** Start Supplied material **

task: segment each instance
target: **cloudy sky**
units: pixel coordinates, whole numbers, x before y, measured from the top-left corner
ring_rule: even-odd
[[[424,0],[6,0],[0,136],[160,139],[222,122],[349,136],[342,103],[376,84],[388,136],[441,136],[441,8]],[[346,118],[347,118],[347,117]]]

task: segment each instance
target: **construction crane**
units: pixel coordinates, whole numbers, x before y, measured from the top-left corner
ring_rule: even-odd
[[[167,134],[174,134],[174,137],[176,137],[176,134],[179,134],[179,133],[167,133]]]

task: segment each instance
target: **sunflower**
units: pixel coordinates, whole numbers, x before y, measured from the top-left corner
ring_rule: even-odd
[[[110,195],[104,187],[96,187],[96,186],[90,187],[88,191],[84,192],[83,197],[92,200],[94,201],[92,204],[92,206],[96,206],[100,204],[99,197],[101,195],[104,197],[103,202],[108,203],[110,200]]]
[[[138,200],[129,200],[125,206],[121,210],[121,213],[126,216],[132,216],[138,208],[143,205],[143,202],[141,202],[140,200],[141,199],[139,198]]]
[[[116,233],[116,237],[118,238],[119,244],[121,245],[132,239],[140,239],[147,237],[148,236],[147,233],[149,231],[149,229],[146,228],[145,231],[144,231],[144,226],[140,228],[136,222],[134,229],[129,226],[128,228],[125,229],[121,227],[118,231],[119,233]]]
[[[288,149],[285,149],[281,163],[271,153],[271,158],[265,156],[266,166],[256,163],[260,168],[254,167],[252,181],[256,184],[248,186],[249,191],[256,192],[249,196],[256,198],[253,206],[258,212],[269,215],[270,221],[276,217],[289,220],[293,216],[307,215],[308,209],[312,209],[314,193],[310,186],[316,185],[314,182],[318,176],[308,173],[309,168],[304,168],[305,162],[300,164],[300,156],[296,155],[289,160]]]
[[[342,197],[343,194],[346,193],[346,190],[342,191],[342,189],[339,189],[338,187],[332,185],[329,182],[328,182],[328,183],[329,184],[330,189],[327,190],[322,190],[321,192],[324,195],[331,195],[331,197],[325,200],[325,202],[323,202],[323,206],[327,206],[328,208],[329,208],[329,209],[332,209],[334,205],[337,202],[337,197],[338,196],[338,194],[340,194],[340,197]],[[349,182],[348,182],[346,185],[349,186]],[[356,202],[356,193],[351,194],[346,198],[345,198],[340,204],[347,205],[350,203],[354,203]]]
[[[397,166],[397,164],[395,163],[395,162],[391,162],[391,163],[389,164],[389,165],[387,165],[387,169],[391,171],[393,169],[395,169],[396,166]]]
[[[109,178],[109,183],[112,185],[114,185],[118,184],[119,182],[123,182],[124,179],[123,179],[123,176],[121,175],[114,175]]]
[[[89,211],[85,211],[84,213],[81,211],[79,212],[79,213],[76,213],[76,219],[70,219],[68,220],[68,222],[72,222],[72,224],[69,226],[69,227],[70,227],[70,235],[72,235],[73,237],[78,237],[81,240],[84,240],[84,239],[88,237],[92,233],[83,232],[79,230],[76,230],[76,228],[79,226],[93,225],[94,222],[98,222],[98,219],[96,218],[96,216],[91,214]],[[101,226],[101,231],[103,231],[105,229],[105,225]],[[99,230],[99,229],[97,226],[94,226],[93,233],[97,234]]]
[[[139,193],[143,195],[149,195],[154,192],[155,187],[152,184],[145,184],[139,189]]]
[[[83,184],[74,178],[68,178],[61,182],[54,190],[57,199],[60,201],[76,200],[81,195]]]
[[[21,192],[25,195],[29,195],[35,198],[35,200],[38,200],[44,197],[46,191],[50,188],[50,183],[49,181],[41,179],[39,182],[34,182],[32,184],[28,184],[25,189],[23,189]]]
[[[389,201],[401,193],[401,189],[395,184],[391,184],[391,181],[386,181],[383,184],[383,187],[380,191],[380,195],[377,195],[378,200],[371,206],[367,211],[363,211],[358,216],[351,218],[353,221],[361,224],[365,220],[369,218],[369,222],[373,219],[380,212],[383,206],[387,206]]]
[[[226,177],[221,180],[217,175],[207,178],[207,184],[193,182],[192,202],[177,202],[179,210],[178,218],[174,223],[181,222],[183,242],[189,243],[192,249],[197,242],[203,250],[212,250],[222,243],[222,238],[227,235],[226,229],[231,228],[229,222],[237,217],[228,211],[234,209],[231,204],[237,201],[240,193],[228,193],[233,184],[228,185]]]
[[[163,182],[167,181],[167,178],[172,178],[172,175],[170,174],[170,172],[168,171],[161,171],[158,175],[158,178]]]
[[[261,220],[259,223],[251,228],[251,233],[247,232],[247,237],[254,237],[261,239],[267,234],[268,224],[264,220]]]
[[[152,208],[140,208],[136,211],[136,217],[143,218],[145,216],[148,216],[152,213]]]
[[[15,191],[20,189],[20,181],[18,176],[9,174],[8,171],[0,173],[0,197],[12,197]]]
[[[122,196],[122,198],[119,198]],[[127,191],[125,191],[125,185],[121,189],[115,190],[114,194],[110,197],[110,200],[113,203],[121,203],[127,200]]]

** End Supplied material **

What this task involves: Return each line of the records that contains the string "target". Matching is case-sensitive.

Completed exercise:
target: **cloudy sky**
target: **construction crane**
target: **sunflower**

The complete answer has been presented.